## Цель задания
Воспроизведите без изменений строки данных, приведенных ниже: начните со строки, содержащей «Where can the large», и продолжайте до самого конца данных, включив обе крайние строки.

%%

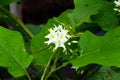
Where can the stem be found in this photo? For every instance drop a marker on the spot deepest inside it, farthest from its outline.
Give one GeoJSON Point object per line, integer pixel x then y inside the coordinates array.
{"type": "Point", "coordinates": [17, 20]}
{"type": "Point", "coordinates": [39, 50]}
{"type": "Point", "coordinates": [44, 76]}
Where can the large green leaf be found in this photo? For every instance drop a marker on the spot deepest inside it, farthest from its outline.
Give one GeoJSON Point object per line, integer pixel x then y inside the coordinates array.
{"type": "Point", "coordinates": [13, 55]}
{"type": "Point", "coordinates": [41, 52]}
{"type": "Point", "coordinates": [106, 18]}
{"type": "Point", "coordinates": [105, 73]}
{"type": "Point", "coordinates": [82, 12]}
{"type": "Point", "coordinates": [104, 50]}
{"type": "Point", "coordinates": [6, 2]}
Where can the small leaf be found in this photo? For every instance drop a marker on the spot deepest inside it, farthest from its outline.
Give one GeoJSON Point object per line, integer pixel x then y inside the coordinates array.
{"type": "Point", "coordinates": [13, 55]}
{"type": "Point", "coordinates": [104, 50]}
{"type": "Point", "coordinates": [106, 17]}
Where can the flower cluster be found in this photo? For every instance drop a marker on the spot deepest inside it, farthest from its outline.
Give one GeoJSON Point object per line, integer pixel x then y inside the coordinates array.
{"type": "Point", "coordinates": [58, 35]}
{"type": "Point", "coordinates": [117, 6]}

%%

## Результат упражнения
Where can the large green leaf be found in this photo? For every instance drop a marker on the spot deepest inside it, farthest from its outline.
Give one GeoJSON Point object per line, integer pixel x then y inside the coordinates array.
{"type": "Point", "coordinates": [13, 55]}
{"type": "Point", "coordinates": [41, 52]}
{"type": "Point", "coordinates": [106, 18]}
{"type": "Point", "coordinates": [105, 73]}
{"type": "Point", "coordinates": [82, 12]}
{"type": "Point", "coordinates": [104, 50]}
{"type": "Point", "coordinates": [6, 2]}
Where can the small leaf be found in this photo? For every instance drop a marker on the spot deepest inside it, farthest from its outline.
Give one GeoJSON Point object per line, integer pixel x then y inside the coordinates array.
{"type": "Point", "coordinates": [13, 55]}
{"type": "Point", "coordinates": [104, 50]}
{"type": "Point", "coordinates": [106, 17]}
Where can the flower cluster be found in this photo? For every instance drop a marker on the spot deepest inside it, farthest from its outline.
Give one GeoJSON Point object per line, integer pixel x then y inside the coordinates array.
{"type": "Point", "coordinates": [58, 35]}
{"type": "Point", "coordinates": [117, 6]}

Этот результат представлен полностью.